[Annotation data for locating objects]
## begin
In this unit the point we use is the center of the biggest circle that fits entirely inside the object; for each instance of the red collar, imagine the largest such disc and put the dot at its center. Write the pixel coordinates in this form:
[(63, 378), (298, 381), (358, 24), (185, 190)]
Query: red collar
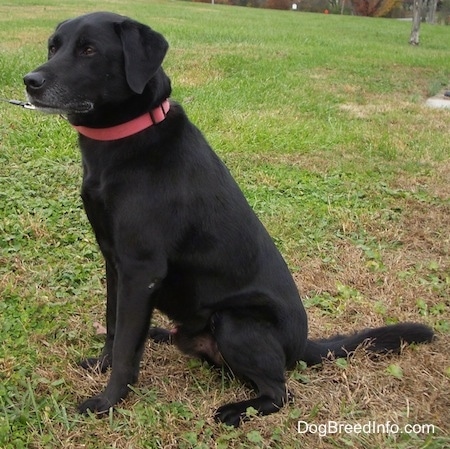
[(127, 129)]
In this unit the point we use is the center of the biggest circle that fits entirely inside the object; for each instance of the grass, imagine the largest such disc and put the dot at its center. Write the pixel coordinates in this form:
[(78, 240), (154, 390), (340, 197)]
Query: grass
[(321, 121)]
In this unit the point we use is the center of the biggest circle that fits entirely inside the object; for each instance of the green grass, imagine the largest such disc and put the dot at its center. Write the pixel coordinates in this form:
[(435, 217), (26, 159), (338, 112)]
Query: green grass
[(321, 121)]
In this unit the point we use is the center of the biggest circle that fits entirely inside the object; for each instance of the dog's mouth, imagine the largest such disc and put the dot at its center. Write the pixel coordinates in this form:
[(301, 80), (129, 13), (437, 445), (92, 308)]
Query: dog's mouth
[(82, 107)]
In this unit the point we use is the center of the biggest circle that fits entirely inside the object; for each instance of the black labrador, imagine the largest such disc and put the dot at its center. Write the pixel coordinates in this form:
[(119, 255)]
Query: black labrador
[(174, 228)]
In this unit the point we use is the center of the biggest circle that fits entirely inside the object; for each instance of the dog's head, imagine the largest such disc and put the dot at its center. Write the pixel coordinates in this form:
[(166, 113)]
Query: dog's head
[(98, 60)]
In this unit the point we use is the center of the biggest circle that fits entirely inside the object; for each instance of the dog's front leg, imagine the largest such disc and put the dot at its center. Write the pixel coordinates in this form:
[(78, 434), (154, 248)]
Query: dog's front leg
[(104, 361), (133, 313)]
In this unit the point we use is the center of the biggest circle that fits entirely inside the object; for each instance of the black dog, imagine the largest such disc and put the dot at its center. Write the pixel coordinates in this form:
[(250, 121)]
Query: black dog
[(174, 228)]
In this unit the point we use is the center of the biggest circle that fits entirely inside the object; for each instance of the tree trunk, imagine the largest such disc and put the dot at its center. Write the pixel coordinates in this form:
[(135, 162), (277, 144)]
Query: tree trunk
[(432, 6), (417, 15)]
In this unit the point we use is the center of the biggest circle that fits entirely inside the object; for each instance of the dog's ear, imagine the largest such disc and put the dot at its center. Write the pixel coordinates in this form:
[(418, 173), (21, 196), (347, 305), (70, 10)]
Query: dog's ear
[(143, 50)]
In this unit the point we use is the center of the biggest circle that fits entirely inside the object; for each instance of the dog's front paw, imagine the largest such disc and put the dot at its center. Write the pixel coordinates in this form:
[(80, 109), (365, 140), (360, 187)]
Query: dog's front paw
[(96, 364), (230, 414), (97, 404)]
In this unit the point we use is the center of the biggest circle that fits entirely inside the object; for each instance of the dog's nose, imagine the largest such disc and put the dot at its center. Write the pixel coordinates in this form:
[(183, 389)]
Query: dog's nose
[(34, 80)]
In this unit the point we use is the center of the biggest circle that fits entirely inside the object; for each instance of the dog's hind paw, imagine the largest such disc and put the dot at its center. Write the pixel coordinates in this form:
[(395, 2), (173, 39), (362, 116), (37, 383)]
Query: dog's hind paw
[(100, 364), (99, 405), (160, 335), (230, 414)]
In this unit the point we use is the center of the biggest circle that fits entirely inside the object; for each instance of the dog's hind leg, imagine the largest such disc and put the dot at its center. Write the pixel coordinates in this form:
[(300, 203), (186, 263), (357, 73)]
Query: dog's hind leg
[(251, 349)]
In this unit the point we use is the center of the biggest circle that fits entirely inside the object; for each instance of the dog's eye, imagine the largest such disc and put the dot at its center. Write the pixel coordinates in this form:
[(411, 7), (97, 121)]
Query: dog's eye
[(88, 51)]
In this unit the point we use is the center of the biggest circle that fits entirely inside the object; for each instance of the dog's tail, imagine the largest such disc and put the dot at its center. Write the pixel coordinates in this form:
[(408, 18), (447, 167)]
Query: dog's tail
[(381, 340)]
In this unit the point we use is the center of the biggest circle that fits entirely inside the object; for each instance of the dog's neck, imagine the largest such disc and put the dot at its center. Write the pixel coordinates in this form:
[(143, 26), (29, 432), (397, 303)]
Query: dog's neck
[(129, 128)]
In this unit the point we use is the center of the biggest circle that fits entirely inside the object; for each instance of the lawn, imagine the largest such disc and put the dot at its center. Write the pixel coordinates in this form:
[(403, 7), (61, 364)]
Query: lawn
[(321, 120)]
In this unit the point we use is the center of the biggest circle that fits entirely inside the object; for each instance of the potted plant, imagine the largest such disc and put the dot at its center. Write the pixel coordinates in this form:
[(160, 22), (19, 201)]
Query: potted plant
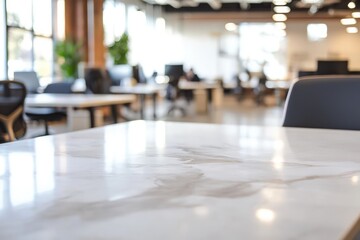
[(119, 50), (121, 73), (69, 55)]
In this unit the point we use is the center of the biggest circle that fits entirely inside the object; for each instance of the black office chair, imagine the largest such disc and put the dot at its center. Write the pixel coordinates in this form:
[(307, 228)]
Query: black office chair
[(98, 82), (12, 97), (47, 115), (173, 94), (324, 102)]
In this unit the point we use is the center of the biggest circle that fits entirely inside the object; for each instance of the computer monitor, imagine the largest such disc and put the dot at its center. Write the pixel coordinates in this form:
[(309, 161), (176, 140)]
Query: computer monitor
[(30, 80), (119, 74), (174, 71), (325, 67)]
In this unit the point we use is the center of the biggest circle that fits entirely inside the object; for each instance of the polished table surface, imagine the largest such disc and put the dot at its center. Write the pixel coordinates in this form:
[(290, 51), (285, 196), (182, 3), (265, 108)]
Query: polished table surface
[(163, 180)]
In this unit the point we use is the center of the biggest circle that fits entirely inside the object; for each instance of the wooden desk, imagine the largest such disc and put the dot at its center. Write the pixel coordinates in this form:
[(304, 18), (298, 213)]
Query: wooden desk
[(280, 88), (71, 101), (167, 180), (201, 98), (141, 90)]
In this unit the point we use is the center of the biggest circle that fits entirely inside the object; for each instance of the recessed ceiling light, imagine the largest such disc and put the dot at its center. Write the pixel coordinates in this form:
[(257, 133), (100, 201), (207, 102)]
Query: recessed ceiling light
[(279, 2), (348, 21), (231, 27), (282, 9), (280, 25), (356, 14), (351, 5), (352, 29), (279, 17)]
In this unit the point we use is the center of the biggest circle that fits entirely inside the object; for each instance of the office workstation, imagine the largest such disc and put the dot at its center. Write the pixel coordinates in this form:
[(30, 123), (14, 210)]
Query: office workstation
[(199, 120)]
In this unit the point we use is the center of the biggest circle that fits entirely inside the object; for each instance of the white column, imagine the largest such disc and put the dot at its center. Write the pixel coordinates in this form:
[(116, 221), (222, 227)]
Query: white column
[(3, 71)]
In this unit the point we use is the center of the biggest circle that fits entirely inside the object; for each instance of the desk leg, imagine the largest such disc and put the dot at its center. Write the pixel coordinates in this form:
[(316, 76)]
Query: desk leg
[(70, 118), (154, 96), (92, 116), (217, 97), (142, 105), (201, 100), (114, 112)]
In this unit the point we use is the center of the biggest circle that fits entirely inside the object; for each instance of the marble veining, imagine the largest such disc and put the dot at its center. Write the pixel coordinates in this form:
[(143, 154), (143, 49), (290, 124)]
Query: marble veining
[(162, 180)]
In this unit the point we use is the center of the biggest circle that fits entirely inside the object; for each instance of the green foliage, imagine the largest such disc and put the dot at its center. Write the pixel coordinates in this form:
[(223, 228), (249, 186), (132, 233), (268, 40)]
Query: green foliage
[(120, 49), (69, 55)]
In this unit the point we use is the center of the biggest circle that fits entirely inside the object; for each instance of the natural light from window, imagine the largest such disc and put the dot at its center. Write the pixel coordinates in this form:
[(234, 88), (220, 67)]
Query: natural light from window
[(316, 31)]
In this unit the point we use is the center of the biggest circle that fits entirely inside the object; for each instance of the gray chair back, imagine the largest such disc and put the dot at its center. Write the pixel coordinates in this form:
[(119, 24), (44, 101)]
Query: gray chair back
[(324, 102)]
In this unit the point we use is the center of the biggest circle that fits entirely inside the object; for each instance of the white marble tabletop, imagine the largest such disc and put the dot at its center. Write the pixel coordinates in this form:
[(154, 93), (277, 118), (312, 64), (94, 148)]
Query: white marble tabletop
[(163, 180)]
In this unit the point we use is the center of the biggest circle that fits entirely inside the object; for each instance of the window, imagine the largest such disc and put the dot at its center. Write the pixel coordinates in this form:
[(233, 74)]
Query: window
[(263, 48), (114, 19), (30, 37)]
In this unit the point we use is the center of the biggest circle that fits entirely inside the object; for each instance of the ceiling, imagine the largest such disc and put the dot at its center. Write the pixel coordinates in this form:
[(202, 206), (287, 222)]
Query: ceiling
## end
## begin
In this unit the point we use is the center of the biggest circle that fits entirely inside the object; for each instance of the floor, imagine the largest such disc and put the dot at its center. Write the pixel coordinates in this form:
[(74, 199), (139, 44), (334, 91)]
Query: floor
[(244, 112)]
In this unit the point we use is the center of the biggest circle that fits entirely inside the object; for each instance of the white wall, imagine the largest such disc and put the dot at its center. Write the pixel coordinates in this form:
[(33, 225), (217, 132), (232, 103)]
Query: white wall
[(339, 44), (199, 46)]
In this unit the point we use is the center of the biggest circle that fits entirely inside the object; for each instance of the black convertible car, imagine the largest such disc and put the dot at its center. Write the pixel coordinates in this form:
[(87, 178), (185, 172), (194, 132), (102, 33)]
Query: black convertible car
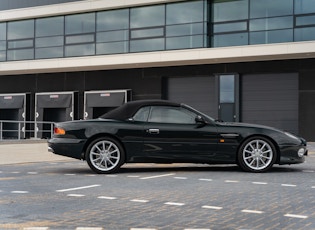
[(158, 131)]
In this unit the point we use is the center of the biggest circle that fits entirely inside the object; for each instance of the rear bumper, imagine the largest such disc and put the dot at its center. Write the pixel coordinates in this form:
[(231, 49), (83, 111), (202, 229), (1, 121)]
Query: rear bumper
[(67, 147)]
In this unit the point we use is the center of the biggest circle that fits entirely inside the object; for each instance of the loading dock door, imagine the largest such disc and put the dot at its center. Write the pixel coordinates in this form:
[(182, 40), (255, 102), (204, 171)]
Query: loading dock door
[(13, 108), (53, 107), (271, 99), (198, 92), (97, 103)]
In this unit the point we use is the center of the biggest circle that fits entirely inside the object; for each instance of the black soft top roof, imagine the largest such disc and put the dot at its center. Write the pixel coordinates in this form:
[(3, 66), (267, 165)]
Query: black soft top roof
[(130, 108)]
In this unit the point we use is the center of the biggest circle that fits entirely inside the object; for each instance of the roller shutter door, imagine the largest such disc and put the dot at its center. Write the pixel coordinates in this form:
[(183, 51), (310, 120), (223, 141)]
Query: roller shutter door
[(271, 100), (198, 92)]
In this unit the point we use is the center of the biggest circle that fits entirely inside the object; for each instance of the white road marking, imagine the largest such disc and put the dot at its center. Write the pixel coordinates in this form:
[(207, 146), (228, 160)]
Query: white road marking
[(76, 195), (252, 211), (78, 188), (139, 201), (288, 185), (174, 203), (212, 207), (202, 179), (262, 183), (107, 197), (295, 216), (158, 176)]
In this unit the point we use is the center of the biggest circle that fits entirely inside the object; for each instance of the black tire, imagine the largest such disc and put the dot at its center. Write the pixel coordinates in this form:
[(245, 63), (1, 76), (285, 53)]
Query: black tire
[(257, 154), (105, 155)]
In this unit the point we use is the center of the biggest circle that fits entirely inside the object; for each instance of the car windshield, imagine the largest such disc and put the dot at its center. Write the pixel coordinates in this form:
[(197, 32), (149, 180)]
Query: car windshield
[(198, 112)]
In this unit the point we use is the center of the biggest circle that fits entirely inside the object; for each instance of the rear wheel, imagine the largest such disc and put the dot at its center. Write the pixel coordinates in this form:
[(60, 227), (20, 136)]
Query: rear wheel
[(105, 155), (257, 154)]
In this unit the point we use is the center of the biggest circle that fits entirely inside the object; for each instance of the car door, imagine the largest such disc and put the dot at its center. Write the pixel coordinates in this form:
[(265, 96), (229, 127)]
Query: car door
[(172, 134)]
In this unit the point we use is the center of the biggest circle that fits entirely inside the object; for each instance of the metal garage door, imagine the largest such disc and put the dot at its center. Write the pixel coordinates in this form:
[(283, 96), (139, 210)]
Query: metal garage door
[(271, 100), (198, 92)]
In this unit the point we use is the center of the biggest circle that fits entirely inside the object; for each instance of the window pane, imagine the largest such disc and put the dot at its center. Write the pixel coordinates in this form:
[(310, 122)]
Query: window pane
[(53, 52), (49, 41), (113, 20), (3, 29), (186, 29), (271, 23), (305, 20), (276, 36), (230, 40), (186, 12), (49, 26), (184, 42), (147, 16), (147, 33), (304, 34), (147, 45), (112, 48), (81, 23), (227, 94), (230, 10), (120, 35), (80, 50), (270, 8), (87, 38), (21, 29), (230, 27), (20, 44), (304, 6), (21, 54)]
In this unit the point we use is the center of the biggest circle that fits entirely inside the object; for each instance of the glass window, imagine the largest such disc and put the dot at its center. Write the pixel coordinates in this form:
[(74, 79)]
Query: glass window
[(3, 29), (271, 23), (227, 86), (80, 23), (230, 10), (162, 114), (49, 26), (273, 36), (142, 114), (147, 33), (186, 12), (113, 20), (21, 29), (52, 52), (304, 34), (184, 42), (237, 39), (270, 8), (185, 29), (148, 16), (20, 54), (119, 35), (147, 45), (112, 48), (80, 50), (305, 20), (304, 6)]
## end
* Stated task
Can you output the material from the line with "of the gray" to the line with "[(324, 102)]", both included, as a JSON list of strings with one string per line and any blank lines left out?

* Solution to the problem
[
  "In this unit the point we use is the center of the biggest circle that fits entirely inside the object; for each instance of the gray chair back, imagine the largest such disc and put the dot at its center. Write the pixel coordinates in this form:",
  "[(119, 24), (44, 101)]",
  "Query: gray chair back",
  "[(324, 102)]"
]